Language of document :

Arrest van het Hof (Grote kamer) van 3 juni 2021 – Hongarije / Europees Parlement

(Zaak C-650/18)1

(Beroep tot nietigverklaring – Artikel 7, lid 1, VEU – Resolutie van het Europees Parlement over een voorstel houdende een verzoek aan de Raad van de Europese Unie om te constateren dat er een duidelijk gevaar bestaat dat een lidstaat zich schuldig maakt aan een ernstige schending van de waarden waarop de Unie berust – Artikelen 263 en 269 VWEU – Bevoegdheid van het Hof – Ontvankelijkheid van het beroep – Voor beroep vatbare handeling – Artikel 354 VWEU – Regels voor het tellen van de stemmen bij het Parlement – Reglement van het Parlement – Artikel 178, lid 3 – Begrip „uitgebrachte stemmen” – Onthoudingen – Beginselen van rechtszekerheid, gelijke behandeling, democratie en loyale samenwerking)

OPDRACHT A | Kloppen deze uitspraken volgens het arrest? (i) Het arrest is gewezen door de Grote kamer van het Hof. (ii) De zaak betreft een beroep tot nietigverklaring. (iii) Het arrest dateert van 3 juli 2021. Antwoord per uitspraak met ja of nee en citeer de beslissende woorden uit het arrest letterlijk.
OPDRACHT B | Welke partijen staan in het arrest tegenover elkaar?

(Opgeslagen vermeldingen)
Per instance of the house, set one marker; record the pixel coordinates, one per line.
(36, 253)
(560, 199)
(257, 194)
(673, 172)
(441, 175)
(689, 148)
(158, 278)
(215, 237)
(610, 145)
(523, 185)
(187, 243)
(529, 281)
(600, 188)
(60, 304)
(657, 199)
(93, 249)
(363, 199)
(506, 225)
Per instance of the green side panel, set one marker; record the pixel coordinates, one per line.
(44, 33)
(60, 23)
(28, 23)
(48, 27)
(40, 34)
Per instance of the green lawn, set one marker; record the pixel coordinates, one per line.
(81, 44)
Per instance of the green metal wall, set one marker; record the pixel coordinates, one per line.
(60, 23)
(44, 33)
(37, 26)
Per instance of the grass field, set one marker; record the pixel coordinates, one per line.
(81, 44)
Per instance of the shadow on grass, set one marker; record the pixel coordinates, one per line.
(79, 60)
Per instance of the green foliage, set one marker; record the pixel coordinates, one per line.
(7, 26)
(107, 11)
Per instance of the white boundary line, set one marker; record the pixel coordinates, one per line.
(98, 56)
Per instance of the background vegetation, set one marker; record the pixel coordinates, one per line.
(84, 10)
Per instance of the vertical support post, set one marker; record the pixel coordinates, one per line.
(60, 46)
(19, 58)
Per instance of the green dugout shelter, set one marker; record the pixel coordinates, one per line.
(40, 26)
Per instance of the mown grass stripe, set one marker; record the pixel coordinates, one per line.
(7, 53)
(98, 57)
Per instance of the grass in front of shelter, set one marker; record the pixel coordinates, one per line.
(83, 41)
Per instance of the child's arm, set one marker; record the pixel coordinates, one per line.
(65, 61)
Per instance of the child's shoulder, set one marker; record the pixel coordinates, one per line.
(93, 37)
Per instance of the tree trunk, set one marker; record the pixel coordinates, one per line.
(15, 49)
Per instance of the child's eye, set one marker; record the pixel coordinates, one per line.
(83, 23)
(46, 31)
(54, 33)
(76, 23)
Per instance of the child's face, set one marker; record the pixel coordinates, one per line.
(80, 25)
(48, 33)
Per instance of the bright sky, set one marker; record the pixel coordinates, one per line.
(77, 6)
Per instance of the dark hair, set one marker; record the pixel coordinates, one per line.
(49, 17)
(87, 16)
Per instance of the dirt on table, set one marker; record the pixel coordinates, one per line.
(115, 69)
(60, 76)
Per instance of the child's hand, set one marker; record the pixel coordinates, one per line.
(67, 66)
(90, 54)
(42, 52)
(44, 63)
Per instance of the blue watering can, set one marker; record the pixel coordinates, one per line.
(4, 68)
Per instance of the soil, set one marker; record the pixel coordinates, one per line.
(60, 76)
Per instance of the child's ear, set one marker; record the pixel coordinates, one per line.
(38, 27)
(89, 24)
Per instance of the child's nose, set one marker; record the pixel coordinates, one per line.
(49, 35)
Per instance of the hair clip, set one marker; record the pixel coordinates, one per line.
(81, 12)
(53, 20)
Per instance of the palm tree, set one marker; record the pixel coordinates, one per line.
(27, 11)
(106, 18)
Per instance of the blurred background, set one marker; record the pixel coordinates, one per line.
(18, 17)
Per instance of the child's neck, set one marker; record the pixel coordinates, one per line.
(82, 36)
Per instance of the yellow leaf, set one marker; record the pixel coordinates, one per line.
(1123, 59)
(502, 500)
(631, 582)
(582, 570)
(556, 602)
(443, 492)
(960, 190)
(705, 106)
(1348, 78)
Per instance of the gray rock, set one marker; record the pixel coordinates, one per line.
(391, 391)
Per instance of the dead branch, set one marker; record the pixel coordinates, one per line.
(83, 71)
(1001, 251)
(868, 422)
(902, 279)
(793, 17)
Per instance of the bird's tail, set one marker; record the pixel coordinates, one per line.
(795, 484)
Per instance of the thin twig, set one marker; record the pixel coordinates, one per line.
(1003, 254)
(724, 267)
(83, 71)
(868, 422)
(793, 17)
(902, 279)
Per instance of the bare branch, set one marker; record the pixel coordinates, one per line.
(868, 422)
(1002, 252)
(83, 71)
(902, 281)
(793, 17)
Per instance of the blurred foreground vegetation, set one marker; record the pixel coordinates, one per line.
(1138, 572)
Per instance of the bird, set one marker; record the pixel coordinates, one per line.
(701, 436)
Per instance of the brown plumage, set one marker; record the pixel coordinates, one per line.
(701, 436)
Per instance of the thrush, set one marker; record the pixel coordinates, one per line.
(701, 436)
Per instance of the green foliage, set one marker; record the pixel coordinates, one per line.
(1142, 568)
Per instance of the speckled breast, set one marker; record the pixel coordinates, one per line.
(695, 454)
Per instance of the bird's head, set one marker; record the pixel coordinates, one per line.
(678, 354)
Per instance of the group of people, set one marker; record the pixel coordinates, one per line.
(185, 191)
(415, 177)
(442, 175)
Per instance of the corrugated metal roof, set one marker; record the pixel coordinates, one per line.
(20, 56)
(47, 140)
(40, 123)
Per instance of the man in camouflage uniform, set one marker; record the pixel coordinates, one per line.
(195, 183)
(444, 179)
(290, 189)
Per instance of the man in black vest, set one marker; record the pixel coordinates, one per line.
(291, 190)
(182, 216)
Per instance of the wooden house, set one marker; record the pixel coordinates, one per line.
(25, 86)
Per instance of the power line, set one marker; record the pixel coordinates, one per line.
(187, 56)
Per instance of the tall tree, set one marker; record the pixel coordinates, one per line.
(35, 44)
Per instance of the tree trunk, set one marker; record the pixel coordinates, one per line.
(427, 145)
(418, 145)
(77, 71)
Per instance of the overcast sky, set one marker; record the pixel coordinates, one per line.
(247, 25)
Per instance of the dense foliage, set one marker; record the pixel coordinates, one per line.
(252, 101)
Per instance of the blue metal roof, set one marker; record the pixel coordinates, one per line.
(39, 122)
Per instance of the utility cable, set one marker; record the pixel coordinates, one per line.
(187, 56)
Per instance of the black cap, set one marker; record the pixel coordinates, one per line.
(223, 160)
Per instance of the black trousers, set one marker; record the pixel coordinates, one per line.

VOLLEDIG ANTWOORD A |
(i) Ja: "Arrest van het Hof (Grote kamer)".
(ii) Ja: "Beroep tot nietigverklaring".
(iii) Nee: "van 3 juni 2021".

VOLLEDIG ANTWOORD B | Hongarije en het Europees Parlement.